▸ **REQUEST**
Can you edit the data below so that every "somewhere" becomes "located", with nothing else changed?

--- --- ---

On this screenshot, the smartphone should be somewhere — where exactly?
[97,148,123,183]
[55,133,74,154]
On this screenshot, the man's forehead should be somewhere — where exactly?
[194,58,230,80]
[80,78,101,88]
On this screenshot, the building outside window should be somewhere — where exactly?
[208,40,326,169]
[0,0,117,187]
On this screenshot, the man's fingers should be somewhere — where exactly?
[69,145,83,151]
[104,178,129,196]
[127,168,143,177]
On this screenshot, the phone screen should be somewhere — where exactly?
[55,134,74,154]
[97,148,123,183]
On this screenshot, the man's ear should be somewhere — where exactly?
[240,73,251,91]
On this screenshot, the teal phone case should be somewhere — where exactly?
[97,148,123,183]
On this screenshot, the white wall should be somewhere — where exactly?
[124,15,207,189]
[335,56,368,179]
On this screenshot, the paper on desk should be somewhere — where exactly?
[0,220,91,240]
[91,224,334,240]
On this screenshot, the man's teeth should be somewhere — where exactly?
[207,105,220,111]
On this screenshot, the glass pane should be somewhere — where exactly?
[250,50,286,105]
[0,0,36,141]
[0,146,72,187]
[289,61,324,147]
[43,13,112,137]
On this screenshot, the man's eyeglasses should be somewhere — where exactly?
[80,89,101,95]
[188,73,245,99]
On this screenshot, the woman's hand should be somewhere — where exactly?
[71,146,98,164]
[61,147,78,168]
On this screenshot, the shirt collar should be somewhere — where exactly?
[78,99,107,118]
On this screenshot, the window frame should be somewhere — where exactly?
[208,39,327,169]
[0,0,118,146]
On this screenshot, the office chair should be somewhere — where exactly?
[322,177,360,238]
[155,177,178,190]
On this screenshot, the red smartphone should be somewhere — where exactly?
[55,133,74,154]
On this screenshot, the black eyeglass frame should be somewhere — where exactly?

--- --- ---

▸ **THE RESPONSE**
On this screenshot, the smartphone should be located — where exactly?
[97,148,123,183]
[55,133,74,154]
On this screenshot, the man's forehead should be located — where exactly?
[194,58,230,80]
[80,78,101,88]
On this screenshot, the building outside window should be located — where exactly?
[208,40,326,169]
[0,0,117,187]
On this screenshot, the man's fingers should be located — where exactly?
[69,145,83,151]
[104,178,129,196]
[127,168,143,177]
On this screenshot, the phone screen should be located — where exactly?
[55,134,74,154]
[97,148,123,183]
On this screenshot, the man's ear should be located — where exactly?
[240,73,251,91]
On this screenshot, the teal phone case should be located — where exactly?
[97,148,123,183]
On this screenshot, the white wall should be located — where exactly?
[124,15,207,189]
[335,56,368,179]
On this screenshot, the paper on desk should be located — where exactly?
[0,220,91,240]
[91,224,334,240]
On this screenshot, the man's teeth should be located — where exactly?
[207,105,220,111]
On this screenshot, the glass pane should be located — where exactly?
[250,50,286,105]
[0,0,36,141]
[0,146,72,187]
[289,61,324,147]
[43,13,112,137]
On this screenshot, the man's eyeglasses should be located — where exactly?
[80,89,101,95]
[188,73,245,99]
On this screenshot, the woman's hand should be located — where exactly?
[71,146,98,164]
[61,147,78,168]
On this screenshot, the shirt collar should be located — where exactly?
[78,99,107,118]
On this screenshot, the window frame should be located — where exactly?
[208,39,327,169]
[0,0,118,146]
On this screenshot, the office chair should be located — where exactly?
[322,177,360,238]
[155,177,178,190]
On this screenshot, the red smartphone should be located — where exactly?
[55,133,74,154]
On this screenshot, the black eyeglass frame should be located — where exactly?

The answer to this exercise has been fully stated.